Problem statement |
From the forum thread about the Cyanogen carrier edit, write out the passage starting with "## SoHaunted (Jun" and going on through "Dewguzzler (Jun 6, 2011)", swapping "last night" for "yesterday evening".

# Cyanogen Carrier Edit for those who don't want T-CDMA 64



## Webst3r (Jun 6, 2011)

This changes the T-CDMA 64 to "Cyanogen Mod" if you want me to change it for you specifically ask me. All I did was edit the eri.xml in the xml folder of framework-res.apk.

I found out how to extend the character limit to 16. Thank you dewguzzler for the help with apktool.

Download:

http://tetradsoftware.com/android/index.php?dir=DroidX/CyanogenMod/&file=framework-res.apk

Update.zip (for the ADB challenged)
http://tetradsoftware.com/android/index.php?dir=DroidX/CyanogenMod/&file=CyanCarrierEdit.zip


----------



## SyNiK4L (Jun 7, 2011)

lawl :-D


----------



## Webst3r (Jun 6, 2011)

Fixed, I has some issue when trying to get the word "Mod" in there, but I will work around it.


----------



## SyNiK4L (Jun 7, 2011)

hmm...weird...have any idea why?


----------



## Webst3r (Jun 6, 2011)

SyNiK4L said:


> hmm...weird...have any idea why?


No idea why. Normally in the eri.xml there's space for 16 characters. I think I can change this, but I'll ask cvpcs if he can do anything further.


----------



## Droid-Xer (Jun 7, 2011)

Ya there seems to be only 9 characters available. If ya want you can add whatever's you want in line 64. Just replace the letters. Here's a guide. Look in post #2.

http://www.droidxforums.com/forum/d...ninjamorph-change-notification-bar-icons.html


----------



## Webst3r (Jun 6, 2011)

Droid-Xer said:


> Ya there seems to be only 9 characters available. If ya want you can add whatever's you want in line 64. Just replace the letters. Here's a guide. Look in post #2.
> 
> http://www.droidxforums.com/forum/d...ninjamorph-change-notification-bar-icons.html


Yeah, still only 9 characters though. :/


----------



## Droid-Xer (Jun 7, 2011)

Ya kinda odd.


----------



## SoHaunted (Jun 6, 2011)

awesome, lol I visited the thread last night and the DL wasn't available. Glad everything got fixed.


----------



## Dewguzzler (Jun 6, 2011)

not sure if jrummy could help since hes working GB now but i know his latest toolbox lets u enter up to like 60 characters idk how but u might ask him


----------



## Webst3r (Jun 6, 2011)

Hallelujah!!! I have increased the amount of allowed characters to 16!!! The link about will sill work, and eve better it says the whole thing "Cyanogen Mod"!!


----------



## amadovi43 (Jun 13, 2011)

so what exactly do i change in the xml file


----------

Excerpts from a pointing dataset
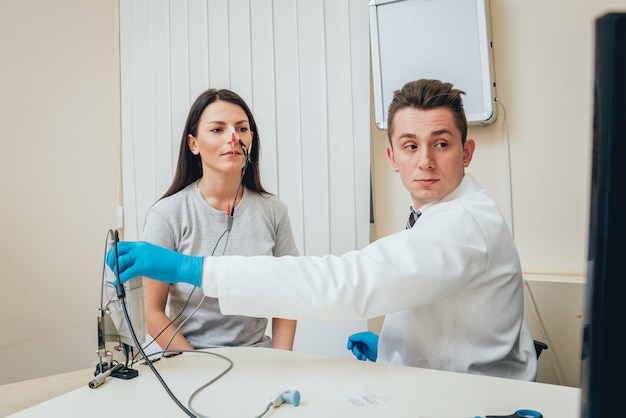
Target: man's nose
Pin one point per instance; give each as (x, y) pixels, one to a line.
(425, 160)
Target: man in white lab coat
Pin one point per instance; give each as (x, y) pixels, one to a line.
(450, 286)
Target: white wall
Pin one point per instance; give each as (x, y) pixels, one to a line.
(60, 130)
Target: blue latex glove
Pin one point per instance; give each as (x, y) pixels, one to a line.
(364, 345)
(145, 259)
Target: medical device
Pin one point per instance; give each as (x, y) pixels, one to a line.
(121, 322)
(114, 333)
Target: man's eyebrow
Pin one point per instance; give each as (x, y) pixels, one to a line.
(441, 132)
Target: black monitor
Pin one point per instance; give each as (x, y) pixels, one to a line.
(604, 336)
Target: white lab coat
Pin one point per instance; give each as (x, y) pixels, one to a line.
(451, 289)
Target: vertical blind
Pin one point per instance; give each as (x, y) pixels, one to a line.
(301, 65)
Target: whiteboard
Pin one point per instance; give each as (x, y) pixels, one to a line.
(448, 40)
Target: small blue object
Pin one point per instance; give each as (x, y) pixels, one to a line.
(520, 413)
(292, 397)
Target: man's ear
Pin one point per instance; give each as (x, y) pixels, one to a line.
(392, 159)
(468, 151)
(192, 142)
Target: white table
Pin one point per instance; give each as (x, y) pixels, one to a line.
(259, 373)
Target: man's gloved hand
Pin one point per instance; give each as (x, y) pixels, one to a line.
(145, 259)
(364, 345)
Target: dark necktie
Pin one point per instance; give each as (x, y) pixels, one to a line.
(412, 218)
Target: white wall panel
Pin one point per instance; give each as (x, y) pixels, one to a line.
(263, 88)
(303, 67)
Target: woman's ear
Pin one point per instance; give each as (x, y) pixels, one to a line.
(192, 142)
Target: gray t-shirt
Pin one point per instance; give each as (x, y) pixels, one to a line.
(185, 222)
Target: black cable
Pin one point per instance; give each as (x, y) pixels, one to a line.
(122, 297)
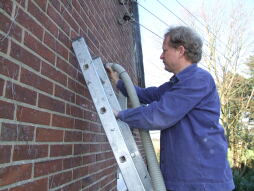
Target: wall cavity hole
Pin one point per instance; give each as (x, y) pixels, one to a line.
(86, 66)
(122, 159)
(103, 110)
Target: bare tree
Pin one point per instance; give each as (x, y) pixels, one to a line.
(227, 42)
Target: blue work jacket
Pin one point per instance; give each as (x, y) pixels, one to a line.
(186, 109)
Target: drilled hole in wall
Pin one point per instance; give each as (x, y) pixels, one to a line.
(86, 66)
(103, 110)
(122, 159)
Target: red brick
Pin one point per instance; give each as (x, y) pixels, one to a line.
(73, 186)
(48, 135)
(48, 167)
(74, 111)
(64, 39)
(15, 132)
(39, 48)
(56, 5)
(64, 94)
(8, 68)
(72, 162)
(38, 185)
(42, 4)
(61, 121)
(10, 28)
(80, 172)
(60, 150)
(66, 67)
(25, 132)
(26, 152)
(36, 81)
(61, 50)
(91, 116)
(22, 94)
(76, 87)
(50, 41)
(5, 151)
(24, 56)
(32, 116)
(59, 179)
(58, 19)
(79, 20)
(51, 104)
(53, 74)
(8, 132)
(41, 16)
(83, 125)
(81, 149)
(72, 136)
(89, 180)
(29, 23)
(69, 19)
(6, 110)
(95, 147)
(6, 5)
(12, 174)
(85, 103)
(2, 86)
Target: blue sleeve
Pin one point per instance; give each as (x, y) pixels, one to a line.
(145, 95)
(172, 106)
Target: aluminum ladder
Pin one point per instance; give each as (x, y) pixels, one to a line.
(123, 145)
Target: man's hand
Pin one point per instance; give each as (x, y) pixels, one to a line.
(116, 113)
(114, 77)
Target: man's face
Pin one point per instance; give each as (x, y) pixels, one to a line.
(169, 56)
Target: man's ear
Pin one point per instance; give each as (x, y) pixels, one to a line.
(181, 50)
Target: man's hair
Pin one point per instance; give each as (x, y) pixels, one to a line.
(189, 39)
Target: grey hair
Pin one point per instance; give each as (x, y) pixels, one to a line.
(189, 39)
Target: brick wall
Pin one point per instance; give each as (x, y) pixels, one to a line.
(50, 134)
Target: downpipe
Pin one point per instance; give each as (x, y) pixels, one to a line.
(153, 166)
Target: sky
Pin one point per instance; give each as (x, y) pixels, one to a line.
(172, 13)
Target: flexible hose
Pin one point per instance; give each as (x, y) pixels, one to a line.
(153, 166)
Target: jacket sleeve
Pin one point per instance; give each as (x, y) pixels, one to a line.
(172, 106)
(145, 95)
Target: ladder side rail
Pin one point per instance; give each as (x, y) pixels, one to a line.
(123, 157)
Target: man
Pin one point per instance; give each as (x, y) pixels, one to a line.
(186, 110)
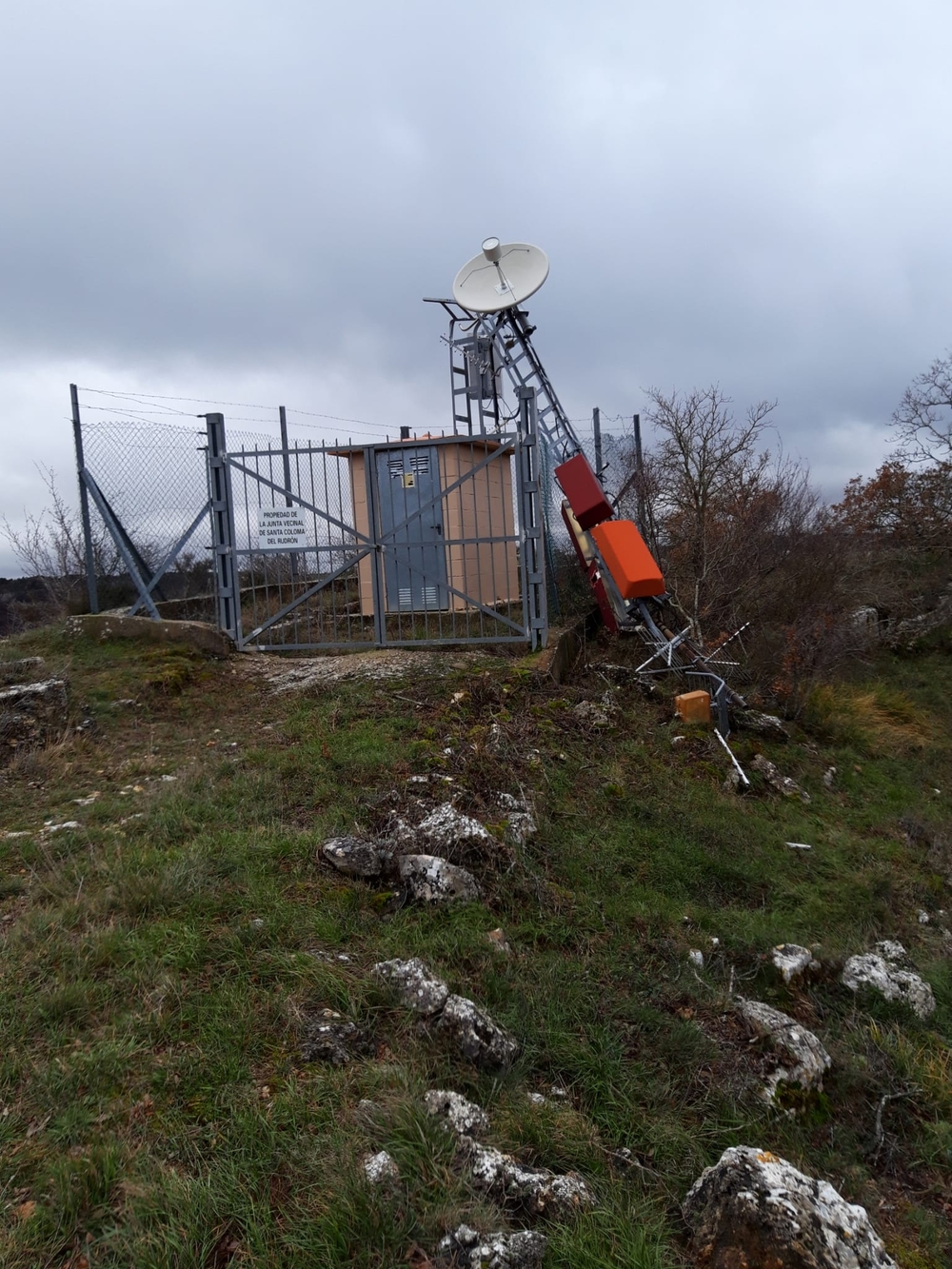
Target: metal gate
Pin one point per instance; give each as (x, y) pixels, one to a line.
(407, 544)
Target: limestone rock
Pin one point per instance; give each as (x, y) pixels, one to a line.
(886, 970)
(803, 1056)
(465, 1119)
(467, 1249)
(380, 1169)
(537, 1189)
(30, 713)
(783, 783)
(754, 1208)
(761, 724)
(331, 1039)
(432, 880)
(792, 961)
(446, 827)
(354, 857)
(483, 1041)
(201, 636)
(21, 670)
(418, 989)
(520, 820)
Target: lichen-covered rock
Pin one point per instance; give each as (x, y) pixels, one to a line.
(432, 880)
(482, 1040)
(761, 724)
(537, 1189)
(21, 670)
(30, 713)
(465, 1119)
(467, 1249)
(792, 961)
(783, 783)
(419, 990)
(446, 827)
(356, 857)
(803, 1056)
(886, 970)
(380, 1169)
(520, 820)
(331, 1039)
(756, 1210)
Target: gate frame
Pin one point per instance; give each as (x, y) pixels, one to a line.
(529, 536)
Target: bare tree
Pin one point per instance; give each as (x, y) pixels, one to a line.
(50, 545)
(924, 415)
(708, 479)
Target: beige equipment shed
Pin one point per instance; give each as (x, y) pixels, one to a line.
(446, 519)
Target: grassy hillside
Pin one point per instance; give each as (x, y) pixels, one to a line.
(160, 962)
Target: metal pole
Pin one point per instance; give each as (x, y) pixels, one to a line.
(84, 504)
(639, 473)
(286, 457)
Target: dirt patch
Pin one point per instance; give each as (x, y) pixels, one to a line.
(315, 671)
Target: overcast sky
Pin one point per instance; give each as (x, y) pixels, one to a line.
(247, 201)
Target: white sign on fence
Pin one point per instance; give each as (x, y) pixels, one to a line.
(280, 528)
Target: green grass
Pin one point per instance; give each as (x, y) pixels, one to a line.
(159, 972)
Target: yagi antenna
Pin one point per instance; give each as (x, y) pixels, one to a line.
(502, 275)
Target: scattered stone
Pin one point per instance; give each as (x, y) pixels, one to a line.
(754, 1208)
(520, 822)
(592, 713)
(761, 724)
(791, 960)
(418, 989)
(498, 941)
(482, 1040)
(539, 1189)
(446, 827)
(25, 667)
(806, 1058)
(467, 1249)
(783, 783)
(201, 636)
(465, 1119)
(432, 880)
(331, 1039)
(380, 1169)
(885, 968)
(32, 713)
(354, 857)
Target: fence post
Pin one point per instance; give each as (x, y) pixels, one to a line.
(91, 589)
(531, 522)
(286, 458)
(227, 579)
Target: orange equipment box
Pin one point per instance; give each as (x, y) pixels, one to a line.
(585, 495)
(627, 559)
(693, 707)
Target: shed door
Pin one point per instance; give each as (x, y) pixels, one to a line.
(415, 555)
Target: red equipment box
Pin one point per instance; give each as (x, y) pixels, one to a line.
(627, 559)
(585, 495)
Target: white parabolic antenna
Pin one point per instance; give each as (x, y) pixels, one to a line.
(503, 274)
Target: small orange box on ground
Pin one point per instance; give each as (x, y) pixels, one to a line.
(627, 559)
(693, 707)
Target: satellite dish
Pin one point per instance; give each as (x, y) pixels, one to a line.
(502, 275)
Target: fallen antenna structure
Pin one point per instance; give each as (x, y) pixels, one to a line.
(490, 342)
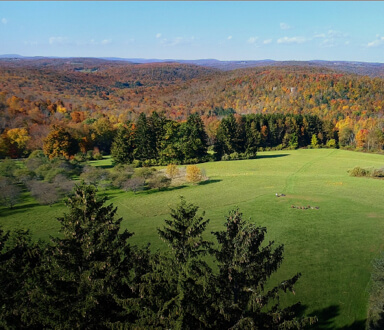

Solution for this task |
## SoHaunted (Jun 6, 2011)

awesome, lol I visited the thread yesterday evening and the DL wasn't available. Glad everything got fixed.


----------



## Dewguzzler (Jun 6, 2011)